EXTRACTED MATERIAL: Begin

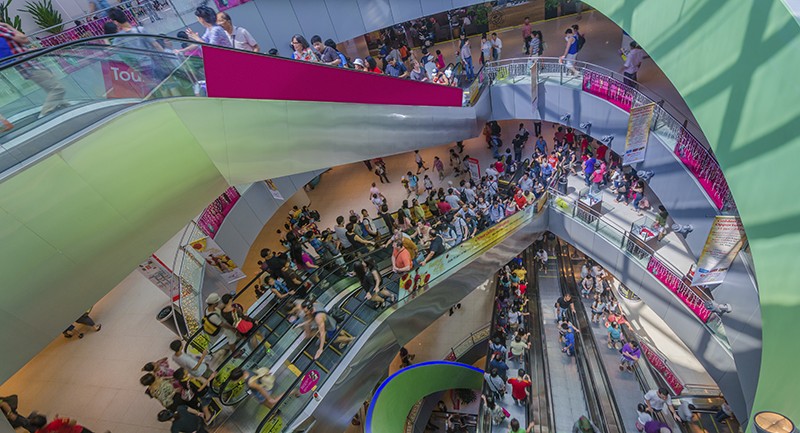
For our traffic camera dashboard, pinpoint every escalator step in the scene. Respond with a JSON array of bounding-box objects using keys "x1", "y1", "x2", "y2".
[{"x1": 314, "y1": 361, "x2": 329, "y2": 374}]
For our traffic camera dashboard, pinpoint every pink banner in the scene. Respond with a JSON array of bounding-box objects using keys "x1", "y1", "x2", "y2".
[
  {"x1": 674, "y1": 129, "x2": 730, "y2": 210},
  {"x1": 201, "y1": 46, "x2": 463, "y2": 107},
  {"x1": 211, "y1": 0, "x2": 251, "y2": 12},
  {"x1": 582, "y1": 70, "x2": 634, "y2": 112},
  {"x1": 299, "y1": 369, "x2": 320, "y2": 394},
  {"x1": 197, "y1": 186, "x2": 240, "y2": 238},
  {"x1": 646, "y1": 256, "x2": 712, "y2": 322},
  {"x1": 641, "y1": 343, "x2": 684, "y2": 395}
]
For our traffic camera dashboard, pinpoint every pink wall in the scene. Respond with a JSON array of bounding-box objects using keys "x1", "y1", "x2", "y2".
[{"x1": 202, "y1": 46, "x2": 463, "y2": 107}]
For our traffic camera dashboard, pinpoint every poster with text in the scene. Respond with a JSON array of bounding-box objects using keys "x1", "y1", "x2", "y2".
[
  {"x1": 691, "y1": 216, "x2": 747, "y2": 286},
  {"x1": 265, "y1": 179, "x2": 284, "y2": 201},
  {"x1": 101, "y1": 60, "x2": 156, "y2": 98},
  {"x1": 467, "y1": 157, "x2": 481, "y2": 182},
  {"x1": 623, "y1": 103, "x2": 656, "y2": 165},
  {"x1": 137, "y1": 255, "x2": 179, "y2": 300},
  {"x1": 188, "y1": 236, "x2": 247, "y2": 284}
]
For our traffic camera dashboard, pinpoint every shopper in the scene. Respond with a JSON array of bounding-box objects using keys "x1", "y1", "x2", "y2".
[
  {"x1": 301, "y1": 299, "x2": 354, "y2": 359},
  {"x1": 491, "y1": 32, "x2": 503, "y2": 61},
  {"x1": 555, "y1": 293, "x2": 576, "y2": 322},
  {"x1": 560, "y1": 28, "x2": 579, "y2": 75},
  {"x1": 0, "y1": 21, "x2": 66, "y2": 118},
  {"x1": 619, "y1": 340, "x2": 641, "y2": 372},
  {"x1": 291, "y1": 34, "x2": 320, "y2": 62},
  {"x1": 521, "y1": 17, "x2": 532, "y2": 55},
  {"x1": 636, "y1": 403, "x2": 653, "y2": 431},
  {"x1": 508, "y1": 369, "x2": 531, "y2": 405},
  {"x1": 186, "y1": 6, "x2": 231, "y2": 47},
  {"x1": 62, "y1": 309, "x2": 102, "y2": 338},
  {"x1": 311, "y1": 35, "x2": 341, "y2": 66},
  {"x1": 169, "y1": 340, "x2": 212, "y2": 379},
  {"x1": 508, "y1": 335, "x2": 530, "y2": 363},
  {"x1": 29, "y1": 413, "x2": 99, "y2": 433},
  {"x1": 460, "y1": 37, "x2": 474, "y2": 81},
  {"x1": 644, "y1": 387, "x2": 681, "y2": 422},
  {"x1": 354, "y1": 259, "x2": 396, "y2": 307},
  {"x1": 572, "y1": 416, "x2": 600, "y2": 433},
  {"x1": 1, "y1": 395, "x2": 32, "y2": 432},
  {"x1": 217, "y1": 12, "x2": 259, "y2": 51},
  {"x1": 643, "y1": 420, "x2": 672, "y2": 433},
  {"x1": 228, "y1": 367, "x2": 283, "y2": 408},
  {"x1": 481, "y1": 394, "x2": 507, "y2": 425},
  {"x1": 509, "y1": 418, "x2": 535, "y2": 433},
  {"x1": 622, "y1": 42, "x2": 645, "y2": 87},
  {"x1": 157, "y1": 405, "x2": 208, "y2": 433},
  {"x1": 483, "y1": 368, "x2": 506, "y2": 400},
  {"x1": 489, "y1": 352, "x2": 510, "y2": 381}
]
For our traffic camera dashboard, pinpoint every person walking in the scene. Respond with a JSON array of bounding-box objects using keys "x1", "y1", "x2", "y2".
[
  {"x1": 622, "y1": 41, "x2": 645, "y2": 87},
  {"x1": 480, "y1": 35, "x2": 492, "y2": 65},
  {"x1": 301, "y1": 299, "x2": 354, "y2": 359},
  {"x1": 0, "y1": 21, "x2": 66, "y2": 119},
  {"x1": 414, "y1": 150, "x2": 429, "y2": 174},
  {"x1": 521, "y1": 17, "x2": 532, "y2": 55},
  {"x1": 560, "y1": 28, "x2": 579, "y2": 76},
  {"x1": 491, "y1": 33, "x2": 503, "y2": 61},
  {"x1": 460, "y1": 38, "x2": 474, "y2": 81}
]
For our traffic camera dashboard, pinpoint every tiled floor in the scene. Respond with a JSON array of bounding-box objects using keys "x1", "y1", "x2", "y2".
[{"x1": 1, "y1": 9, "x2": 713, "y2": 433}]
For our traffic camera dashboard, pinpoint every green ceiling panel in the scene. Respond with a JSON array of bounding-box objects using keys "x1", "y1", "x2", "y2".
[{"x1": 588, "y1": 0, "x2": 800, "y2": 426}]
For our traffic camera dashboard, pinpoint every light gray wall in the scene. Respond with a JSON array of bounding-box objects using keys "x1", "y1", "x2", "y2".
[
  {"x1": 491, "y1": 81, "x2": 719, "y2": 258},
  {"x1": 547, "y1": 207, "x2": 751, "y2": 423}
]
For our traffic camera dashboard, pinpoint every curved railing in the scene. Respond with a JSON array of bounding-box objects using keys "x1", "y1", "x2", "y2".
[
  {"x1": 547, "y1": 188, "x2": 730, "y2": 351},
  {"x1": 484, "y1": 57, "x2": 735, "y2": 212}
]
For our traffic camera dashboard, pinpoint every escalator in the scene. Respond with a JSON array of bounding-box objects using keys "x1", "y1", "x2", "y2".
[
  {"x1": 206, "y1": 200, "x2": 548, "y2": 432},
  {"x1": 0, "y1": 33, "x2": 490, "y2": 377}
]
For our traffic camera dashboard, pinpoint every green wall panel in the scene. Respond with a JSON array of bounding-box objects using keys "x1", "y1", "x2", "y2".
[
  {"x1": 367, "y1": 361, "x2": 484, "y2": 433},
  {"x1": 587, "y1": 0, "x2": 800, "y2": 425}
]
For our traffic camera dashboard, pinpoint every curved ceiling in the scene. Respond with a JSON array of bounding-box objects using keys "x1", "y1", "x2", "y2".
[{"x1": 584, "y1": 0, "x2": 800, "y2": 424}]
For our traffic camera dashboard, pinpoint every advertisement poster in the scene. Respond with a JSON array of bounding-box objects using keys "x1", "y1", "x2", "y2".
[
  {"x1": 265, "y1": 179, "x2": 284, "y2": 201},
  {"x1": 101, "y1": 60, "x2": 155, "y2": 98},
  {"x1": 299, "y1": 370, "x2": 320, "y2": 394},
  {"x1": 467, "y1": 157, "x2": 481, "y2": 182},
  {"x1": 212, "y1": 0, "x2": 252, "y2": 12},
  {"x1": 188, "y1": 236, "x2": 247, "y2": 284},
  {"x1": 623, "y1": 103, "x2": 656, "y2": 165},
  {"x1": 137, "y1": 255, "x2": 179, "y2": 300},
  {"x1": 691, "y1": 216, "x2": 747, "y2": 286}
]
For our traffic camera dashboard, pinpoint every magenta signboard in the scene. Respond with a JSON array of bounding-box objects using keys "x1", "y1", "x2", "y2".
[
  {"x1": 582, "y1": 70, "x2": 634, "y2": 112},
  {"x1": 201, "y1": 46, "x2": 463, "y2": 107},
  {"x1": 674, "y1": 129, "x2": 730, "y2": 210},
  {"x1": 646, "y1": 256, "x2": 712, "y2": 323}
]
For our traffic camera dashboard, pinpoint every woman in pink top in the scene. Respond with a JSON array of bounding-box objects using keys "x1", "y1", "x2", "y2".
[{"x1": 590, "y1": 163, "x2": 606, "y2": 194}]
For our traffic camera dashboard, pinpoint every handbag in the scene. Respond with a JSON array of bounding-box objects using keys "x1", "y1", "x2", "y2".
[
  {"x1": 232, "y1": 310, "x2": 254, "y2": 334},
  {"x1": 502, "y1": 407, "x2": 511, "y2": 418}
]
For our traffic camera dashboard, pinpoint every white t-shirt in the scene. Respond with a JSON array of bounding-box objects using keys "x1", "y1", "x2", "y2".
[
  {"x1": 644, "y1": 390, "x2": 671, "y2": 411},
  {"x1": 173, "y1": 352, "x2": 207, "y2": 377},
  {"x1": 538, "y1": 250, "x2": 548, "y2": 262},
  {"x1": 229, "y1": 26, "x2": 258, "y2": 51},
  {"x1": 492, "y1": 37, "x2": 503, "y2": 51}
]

EXTRACTED MATERIAL: End

▶ GOAL OF THE EXERCISE
Output the line holding "For our traffic camera dashboard, pinpoint every white", then every later line through the end of the records above, exactly as given and nothing else.

▶ ANSWER FOR THIS EXERCISE
For our traffic camera dashboard, pinpoint every white t-shirt in the scene. Respond with a JSON array of bounding-box objects using keys "x1", "y1", "x2", "y2".
[
  {"x1": 644, "y1": 390, "x2": 671, "y2": 411},
  {"x1": 173, "y1": 352, "x2": 207, "y2": 377},
  {"x1": 538, "y1": 250, "x2": 548, "y2": 262},
  {"x1": 229, "y1": 26, "x2": 258, "y2": 51},
  {"x1": 492, "y1": 37, "x2": 503, "y2": 51}
]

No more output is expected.